Aim of the task
Give back exactly the lines of the material below that start at the line containing "Target: paved ground" and end at the line containing "Target: wall", and no others.

Input records
---
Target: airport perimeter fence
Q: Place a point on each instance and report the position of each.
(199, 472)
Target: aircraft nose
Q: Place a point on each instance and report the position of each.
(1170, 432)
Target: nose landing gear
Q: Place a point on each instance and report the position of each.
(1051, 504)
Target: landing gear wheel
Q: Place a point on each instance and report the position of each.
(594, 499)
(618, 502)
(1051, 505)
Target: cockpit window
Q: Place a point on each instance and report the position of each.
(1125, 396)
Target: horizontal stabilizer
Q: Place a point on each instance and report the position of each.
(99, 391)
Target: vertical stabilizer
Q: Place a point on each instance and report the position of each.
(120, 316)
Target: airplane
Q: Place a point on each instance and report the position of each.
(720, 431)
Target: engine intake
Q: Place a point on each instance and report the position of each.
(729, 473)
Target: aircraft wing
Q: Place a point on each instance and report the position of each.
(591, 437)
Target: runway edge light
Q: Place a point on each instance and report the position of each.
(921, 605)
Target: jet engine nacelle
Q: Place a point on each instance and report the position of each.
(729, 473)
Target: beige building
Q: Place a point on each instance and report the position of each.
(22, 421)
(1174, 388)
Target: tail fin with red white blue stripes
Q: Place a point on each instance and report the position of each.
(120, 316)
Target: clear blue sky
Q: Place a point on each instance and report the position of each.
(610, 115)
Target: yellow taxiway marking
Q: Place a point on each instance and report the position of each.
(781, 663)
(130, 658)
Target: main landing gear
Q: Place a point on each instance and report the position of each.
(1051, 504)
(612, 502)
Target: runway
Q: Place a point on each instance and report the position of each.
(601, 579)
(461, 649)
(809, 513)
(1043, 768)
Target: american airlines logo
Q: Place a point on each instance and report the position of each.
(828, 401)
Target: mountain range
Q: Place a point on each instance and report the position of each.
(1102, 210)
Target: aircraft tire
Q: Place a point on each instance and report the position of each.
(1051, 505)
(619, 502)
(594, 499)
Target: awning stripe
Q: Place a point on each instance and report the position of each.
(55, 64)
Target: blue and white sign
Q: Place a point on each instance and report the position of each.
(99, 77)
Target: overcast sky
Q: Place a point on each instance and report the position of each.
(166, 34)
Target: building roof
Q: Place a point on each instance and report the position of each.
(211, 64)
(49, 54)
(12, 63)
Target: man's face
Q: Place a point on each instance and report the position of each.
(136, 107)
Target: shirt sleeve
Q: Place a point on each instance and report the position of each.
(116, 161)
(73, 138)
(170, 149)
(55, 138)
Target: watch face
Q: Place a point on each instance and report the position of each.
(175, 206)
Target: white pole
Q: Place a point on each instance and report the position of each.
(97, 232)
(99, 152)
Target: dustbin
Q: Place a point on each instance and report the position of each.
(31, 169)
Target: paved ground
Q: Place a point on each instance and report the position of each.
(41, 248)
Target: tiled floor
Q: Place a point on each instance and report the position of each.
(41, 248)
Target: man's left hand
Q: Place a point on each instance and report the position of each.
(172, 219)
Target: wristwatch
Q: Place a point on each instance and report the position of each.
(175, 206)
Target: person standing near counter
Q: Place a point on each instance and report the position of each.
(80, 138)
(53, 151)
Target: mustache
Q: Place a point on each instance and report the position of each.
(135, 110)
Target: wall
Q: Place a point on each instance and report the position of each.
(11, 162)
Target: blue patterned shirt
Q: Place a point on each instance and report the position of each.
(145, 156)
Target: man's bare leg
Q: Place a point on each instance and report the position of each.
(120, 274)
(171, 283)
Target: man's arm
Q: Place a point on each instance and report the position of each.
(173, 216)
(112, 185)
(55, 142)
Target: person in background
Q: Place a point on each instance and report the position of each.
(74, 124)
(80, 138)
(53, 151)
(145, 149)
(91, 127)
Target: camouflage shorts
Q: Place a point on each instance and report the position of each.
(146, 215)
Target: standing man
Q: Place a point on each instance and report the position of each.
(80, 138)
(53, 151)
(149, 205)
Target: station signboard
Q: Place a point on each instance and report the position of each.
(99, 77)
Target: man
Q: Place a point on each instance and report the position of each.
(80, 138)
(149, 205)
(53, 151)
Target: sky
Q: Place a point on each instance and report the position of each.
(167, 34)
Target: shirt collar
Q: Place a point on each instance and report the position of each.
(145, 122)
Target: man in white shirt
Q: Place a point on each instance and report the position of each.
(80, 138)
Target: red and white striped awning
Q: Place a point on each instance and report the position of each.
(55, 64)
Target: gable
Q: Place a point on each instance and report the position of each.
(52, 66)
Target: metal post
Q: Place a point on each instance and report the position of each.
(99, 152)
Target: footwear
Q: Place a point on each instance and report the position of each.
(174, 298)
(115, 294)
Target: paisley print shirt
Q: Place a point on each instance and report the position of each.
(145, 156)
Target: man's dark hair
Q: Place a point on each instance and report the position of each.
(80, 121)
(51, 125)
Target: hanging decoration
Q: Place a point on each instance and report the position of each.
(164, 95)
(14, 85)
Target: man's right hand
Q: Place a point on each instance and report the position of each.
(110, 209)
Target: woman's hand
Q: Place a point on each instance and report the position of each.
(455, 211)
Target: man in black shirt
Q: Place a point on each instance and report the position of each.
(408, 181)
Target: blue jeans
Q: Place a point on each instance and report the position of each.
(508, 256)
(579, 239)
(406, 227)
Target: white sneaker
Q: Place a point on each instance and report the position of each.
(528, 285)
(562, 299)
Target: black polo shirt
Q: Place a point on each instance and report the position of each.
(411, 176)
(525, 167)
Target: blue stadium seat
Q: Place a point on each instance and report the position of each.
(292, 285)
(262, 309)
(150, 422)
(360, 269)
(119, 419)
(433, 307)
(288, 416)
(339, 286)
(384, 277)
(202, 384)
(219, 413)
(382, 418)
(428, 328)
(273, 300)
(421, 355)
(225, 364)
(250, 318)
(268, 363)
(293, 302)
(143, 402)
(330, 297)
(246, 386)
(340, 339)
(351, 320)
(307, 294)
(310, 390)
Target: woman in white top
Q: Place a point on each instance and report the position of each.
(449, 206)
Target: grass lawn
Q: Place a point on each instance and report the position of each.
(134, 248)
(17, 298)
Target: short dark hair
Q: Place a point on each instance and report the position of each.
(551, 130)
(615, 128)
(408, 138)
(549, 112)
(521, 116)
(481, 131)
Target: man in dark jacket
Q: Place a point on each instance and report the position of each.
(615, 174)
---
Task result
Target: paved ground
Q: Place a point on each instance and report the position of each.
(41, 248)
Target: tiled floor
Q: Place a point on each instance and report the position of each.
(41, 248)
Target: man's left hand
Q: Place a point on each instance and report the position of each.
(172, 219)
Target: wristwatch
Q: Place a point on each instance and report the position of each.
(175, 206)
Target: person standing near counter
Q: Place a point on each instance and report the position of each.
(80, 138)
(53, 151)
Target: mustache
Q: Place a point on each instance and report the position of each.
(135, 110)
Target: wall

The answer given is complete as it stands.